* Selected text
···

An important element of the CDR to emphasize before discussing the immunological aspects of pregnancy is compartmentalization of the immune system. Compartmentalization is essential in maintenance of living system’s integrity [1]. The surface-lining mucosal compartment (MC) functions as a barrier against the environment and keeps the systemic compartment (SC) sequestered/isolated. Equipped with a particular population of unconventional cells and innate mechanisms to interact with the environment, MC could be considered an immune-privileged site where more is “allowed” without triggering an adaptive response/engagement of the systemic effectors.

···

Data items
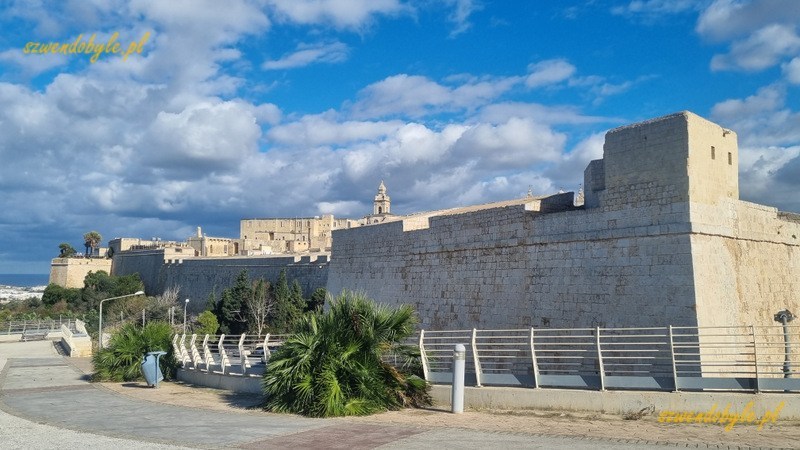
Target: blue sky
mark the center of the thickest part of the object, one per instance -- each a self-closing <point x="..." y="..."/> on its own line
<point x="287" y="108"/>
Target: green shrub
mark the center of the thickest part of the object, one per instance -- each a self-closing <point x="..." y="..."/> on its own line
<point x="121" y="360"/>
<point x="208" y="323"/>
<point x="333" y="364"/>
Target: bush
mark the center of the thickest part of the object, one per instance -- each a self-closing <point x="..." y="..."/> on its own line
<point x="333" y="365"/>
<point x="121" y="360"/>
<point x="208" y="323"/>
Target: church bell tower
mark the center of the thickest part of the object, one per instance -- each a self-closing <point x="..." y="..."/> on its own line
<point x="382" y="204"/>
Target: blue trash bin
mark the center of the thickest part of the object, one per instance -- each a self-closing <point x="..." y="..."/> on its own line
<point x="150" y="368"/>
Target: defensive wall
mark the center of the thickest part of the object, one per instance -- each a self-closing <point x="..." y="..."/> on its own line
<point x="70" y="272"/>
<point x="662" y="239"/>
<point x="198" y="277"/>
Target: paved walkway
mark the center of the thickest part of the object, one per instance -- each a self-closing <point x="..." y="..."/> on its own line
<point x="45" y="402"/>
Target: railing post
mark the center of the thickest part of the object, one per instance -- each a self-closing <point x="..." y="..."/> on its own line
<point x="422" y="355"/>
<point x="457" y="393"/>
<point x="267" y="353"/>
<point x="755" y="357"/>
<point x="672" y="357"/>
<point x="223" y="355"/>
<point x="534" y="363"/>
<point x="600" y="361"/>
<point x="475" y="358"/>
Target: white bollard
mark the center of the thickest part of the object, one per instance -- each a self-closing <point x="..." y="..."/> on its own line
<point x="459" y="361"/>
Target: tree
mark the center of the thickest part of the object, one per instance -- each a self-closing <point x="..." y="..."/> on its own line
<point x="259" y="306"/>
<point x="121" y="360"/>
<point x="334" y="363"/>
<point x="317" y="300"/>
<point x="208" y="323"/>
<point x="91" y="240"/>
<point x="232" y="306"/>
<point x="286" y="310"/>
<point x="100" y="285"/>
<point x="54" y="293"/>
<point x="66" y="251"/>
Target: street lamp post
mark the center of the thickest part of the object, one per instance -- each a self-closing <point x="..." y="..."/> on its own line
<point x="185" y="305"/>
<point x="100" y="326"/>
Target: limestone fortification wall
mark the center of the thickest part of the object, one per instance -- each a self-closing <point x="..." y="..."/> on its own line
<point x="70" y="272"/>
<point x="512" y="268"/>
<point x="198" y="277"/>
<point x="663" y="239"/>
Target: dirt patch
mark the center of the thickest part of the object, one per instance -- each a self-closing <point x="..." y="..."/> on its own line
<point x="783" y="434"/>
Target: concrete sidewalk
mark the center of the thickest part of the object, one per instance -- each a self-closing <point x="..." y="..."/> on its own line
<point x="44" y="390"/>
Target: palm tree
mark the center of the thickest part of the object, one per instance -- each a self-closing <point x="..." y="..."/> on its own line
<point x="66" y="250"/>
<point x="91" y="241"/>
<point x="333" y="365"/>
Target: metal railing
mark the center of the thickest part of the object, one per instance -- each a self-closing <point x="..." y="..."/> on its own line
<point x="747" y="358"/>
<point x="244" y="354"/>
<point x="28" y="326"/>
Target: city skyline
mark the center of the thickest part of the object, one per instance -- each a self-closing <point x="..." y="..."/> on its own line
<point x="281" y="108"/>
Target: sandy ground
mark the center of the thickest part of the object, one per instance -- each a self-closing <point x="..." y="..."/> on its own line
<point x="783" y="434"/>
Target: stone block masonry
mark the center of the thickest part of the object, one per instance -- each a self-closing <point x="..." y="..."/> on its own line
<point x="662" y="240"/>
<point x="198" y="277"/>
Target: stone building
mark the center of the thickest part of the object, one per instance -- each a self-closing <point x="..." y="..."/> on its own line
<point x="212" y="246"/>
<point x="305" y="234"/>
<point x="662" y="239"/>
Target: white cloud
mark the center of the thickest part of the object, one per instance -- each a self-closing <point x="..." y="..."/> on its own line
<point x="33" y="65"/>
<point x="548" y="72"/>
<point x="462" y="10"/>
<point x="769" y="154"/>
<point x="323" y="129"/>
<point x="516" y="143"/>
<point x="550" y="115"/>
<point x="416" y="96"/>
<point x="353" y="14"/>
<point x="307" y="54"/>
<point x="763" y="49"/>
<point x="725" y="20"/>
<point x="791" y="71"/>
<point x="652" y="9"/>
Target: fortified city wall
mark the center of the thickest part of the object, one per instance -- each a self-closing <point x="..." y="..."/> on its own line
<point x="70" y="272"/>
<point x="662" y="240"/>
<point x="197" y="277"/>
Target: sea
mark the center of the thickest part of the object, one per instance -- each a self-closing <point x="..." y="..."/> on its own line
<point x="24" y="279"/>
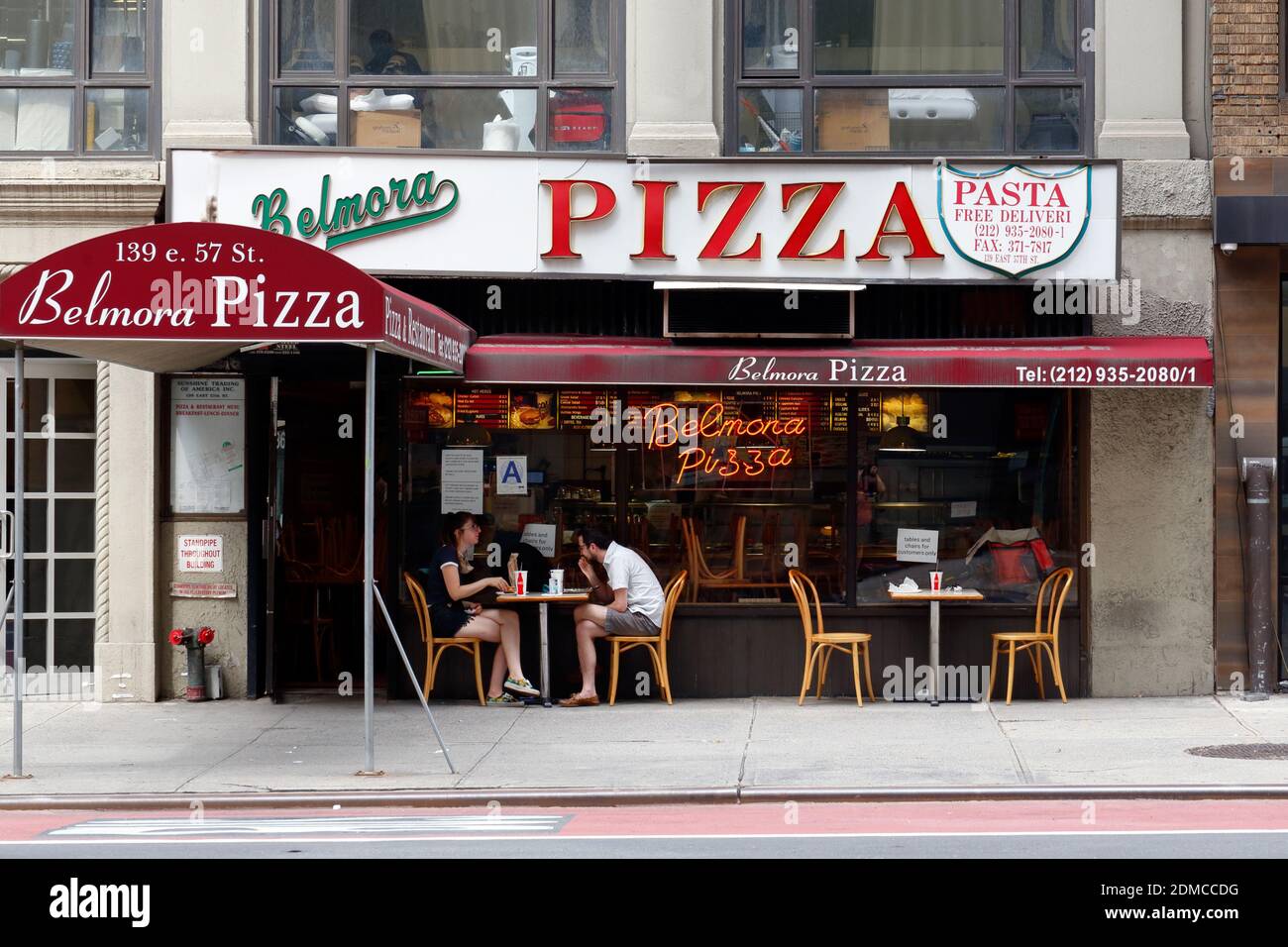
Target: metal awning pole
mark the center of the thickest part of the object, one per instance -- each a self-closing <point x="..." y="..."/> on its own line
<point x="369" y="565"/>
<point x="20" y="484"/>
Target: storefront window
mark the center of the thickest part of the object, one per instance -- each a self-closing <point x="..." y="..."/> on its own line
<point x="966" y="90"/>
<point x="991" y="472"/>
<point x="482" y="75"/>
<point x="75" y="78"/>
<point x="741" y="486"/>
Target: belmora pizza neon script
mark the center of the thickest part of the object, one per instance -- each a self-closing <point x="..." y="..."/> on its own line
<point x="359" y="217"/>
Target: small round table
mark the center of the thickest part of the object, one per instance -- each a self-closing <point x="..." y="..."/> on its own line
<point x="542" y="600"/>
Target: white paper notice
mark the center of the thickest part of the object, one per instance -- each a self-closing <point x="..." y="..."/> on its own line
<point x="511" y="475"/>
<point x="541" y="538"/>
<point x="463" y="480"/>
<point x="201" y="553"/>
<point x="918" y="545"/>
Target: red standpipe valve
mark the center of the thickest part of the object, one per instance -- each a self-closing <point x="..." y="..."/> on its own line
<point x="194" y="641"/>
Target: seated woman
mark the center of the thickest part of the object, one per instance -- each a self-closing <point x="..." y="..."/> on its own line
<point x="451" y="613"/>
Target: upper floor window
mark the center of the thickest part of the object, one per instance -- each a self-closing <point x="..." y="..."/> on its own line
<point x="76" y="77"/>
<point x="927" y="77"/>
<point x="493" y="75"/>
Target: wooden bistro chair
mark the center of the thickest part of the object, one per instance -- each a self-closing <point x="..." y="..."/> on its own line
<point x="823" y="643"/>
<point x="1051" y="596"/>
<point x="426" y="634"/>
<point x="656" y="644"/>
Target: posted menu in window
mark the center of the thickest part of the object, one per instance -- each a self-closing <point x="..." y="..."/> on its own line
<point x="578" y="408"/>
<point x="483" y="406"/>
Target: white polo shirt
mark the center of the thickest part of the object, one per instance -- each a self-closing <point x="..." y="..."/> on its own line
<point x="627" y="570"/>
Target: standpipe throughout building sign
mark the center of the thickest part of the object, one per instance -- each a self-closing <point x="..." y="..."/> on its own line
<point x="716" y="221"/>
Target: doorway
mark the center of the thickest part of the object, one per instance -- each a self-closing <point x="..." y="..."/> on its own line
<point x="316" y="501"/>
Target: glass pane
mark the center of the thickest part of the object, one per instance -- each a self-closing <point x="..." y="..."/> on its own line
<point x="119" y="35"/>
<point x="75" y="405"/>
<point x="771" y="33"/>
<point x="305" y="116"/>
<point x="1047" y="120"/>
<point x="772" y="480"/>
<point x="34" y="644"/>
<point x="116" y="119"/>
<point x="930" y="120"/>
<point x="1000" y="488"/>
<point x="581" y="37"/>
<point x="581" y="119"/>
<point x="73" y="466"/>
<point x="38" y="585"/>
<point x="37" y="471"/>
<point x="73" y="526"/>
<point x="73" y="643"/>
<point x="73" y="585"/>
<point x="1048" y="33"/>
<point x="485" y="119"/>
<point x="769" y="119"/>
<point x="35" y="525"/>
<point x="38" y="38"/>
<point x="307" y="37"/>
<point x="885" y="38"/>
<point x="481" y="38"/>
<point x="37" y="405"/>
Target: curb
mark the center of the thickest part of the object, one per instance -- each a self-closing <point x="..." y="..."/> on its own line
<point x="546" y="797"/>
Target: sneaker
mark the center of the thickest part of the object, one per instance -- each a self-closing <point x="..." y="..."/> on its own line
<point x="522" y="685"/>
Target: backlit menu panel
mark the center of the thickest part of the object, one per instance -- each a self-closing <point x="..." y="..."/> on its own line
<point x="487" y="407"/>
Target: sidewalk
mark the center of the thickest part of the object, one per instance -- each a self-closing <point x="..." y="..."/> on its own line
<point x="310" y="745"/>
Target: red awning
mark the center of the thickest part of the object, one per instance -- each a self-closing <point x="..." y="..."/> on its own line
<point x="1087" y="363"/>
<point x="176" y="296"/>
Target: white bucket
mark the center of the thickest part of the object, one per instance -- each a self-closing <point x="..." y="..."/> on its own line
<point x="214" y="682"/>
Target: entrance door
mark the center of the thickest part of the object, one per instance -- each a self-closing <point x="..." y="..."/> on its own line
<point x="316" y="602"/>
<point x="59" y="528"/>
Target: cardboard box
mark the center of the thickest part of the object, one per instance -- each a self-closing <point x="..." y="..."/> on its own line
<point x="849" y="123"/>
<point x="386" y="129"/>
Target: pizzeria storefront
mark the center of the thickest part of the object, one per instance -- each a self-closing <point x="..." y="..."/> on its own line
<point x="737" y="368"/>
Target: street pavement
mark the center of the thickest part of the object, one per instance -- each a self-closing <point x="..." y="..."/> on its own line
<point x="1065" y="828"/>
<point x="735" y="746"/>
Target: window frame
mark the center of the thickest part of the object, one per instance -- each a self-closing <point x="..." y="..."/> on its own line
<point x="84" y="78"/>
<point x="273" y="78"/>
<point x="805" y="80"/>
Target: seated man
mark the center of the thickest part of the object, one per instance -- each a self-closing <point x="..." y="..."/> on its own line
<point x="631" y="603"/>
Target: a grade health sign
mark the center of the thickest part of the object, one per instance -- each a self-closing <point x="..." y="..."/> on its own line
<point x="201" y="553"/>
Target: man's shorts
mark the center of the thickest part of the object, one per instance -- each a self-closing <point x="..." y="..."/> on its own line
<point x="631" y="625"/>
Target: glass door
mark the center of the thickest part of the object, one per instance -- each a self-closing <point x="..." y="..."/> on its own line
<point x="59" y="528"/>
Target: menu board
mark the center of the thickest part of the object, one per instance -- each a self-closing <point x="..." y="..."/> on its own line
<point x="578" y="408"/>
<point x="750" y="405"/>
<point x="812" y="406"/>
<point x="436" y="408"/>
<point x="870" y="411"/>
<point x="532" y="410"/>
<point x="487" y="407"/>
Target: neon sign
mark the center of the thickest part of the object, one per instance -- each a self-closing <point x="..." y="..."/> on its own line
<point x="670" y="425"/>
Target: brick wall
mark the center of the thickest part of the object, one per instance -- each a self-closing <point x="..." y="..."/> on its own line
<point x="1248" y="116"/>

···

* What to produce
Continue the passage on immune system compartmentalization from its last sentence.

* Expected output
Figure 2 outlines the hierarchy in activation of effector mechanisms (in the domain of cellular immune responses) during the course of an immune response, which is clinically evident in typical dynamics of an acute inflammatory reaction. As a rule, and regardless whether the trigger is infection or a noninfectious injury/disturbance, early stages of an acute inflammatory reaction are marked by a prompt increase in neutrophils/granulocytes (left shift). Neutrophil/granulocyte recruitment and influx are an innate prompt reaction to a range of infectious or noninfectious disturbances in the system. While relatively short-lived, their role has been proven indispensable [22]. Although not as numerous as neutrophils, eosinophils and basophils (highlighted as “degranulators”) emerge as unique innate cells that are engaged in immunologically challenging reactions triggered at mucosal surfaces (allergy, responses to parasites), and also in regulation of repair and profibrotic processes [23]. Mast cells, unlike granulocytes, constitute a resident population of cells distributed along epithelial and endothelial surfaces. They are considered essential for homeostasis and barrier function of the mucosal immune compartment (MC) [2426]. Nonconventional T/B cells represent an innate segment of local regulatory mechanisms that function within the MC. Unlike conventional T/B cells, they are directly activated by innate signals/interactions and are able to act promptly.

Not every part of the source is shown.